[DATA SUPPLIED]

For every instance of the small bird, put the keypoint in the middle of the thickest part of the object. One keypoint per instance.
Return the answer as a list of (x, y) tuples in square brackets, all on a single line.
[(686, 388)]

[/DATA SUPPLIED]
[DATA SUPPLIED]

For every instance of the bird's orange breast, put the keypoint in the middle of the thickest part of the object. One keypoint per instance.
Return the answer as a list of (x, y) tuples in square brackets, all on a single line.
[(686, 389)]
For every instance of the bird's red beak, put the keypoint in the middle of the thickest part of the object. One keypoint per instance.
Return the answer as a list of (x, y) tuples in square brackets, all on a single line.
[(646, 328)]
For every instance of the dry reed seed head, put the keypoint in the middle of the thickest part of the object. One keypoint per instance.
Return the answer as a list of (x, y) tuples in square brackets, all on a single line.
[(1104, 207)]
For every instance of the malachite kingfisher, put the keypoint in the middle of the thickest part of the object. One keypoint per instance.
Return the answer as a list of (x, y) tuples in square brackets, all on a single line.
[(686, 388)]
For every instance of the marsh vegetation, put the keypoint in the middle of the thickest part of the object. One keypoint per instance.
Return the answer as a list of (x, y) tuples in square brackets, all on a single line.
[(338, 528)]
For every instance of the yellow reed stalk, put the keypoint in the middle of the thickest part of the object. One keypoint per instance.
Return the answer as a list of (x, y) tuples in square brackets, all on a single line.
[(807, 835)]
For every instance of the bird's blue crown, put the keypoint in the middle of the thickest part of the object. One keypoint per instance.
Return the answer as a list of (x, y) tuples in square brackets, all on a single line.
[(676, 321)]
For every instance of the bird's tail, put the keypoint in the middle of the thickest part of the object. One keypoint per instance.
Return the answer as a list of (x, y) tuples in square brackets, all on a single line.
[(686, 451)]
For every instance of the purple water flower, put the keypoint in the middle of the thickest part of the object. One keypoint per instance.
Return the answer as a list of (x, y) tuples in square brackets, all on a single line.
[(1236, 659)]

[/DATA SUPPLIED]
[DATA SUPPLIED]

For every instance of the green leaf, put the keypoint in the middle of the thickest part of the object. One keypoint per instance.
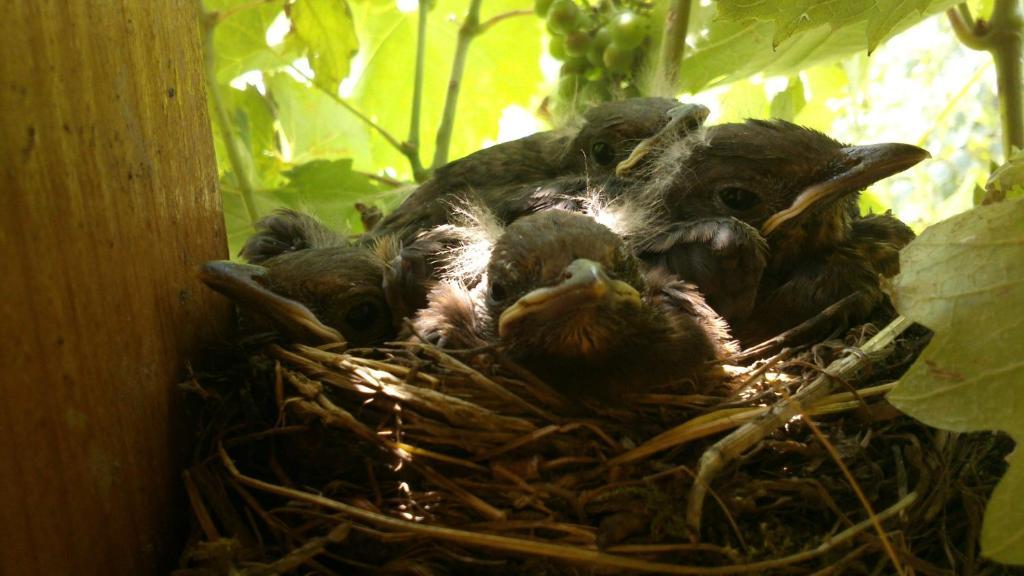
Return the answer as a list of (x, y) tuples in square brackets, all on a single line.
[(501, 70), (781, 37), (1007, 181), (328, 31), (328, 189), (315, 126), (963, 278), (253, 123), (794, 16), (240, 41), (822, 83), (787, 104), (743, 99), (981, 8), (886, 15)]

[/DATA SUPPLIED]

From the data above, output exactly the lines between the one containing "For every instance of the marsh" and the one containing "For every instance of the yellow", counting both of them.

--- TASK ANSWER ---
For every instance of the marsh vegetation, put the keypoint in the middle of the thickest part of the object. One keypoint per instance.
Return the answer as a list of (x, y) tuples in square brackets, all on a single line.
[(338, 528)]
For every instance of the yellow reed stalk, put the keypoint in the middle of the thickest part of the object. One keypoint per instance.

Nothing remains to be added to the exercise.